**Written problem**
Reproduce every record below exactly as it appears.

** start Input records **

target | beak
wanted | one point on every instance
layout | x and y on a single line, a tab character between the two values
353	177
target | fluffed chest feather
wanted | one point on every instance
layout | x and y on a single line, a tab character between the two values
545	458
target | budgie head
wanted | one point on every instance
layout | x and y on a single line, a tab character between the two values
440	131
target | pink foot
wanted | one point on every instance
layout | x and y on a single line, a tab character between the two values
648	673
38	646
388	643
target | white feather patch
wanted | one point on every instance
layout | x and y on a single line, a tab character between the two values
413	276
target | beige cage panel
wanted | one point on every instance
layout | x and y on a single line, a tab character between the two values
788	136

** end Input records **

**Response to the task**
target | beak
wanted | one point on every instance
layout | x and y on a single line, a tab character between the two values
353	177
target | fluffed chest feather
wanted | one point on every instance
layout | x and y on a single line, a tab character between the two values
545	458
target | budgie head
wanted | one point on every instance
layout | x and y on a single line, a tab character between the two values
440	131
target | pink foot
wanted | one point on every instance
layout | x and y on a single line, a tab character between the two values
648	673
38	646
388	643
target | white feather patch
wanted | one point on every instance
layout | x and y on a single line, a tab character between the two values
413	276
target | beige cage panel
wanted | one point on every instance
layout | x and y on a single line, a tab character between the two values
788	136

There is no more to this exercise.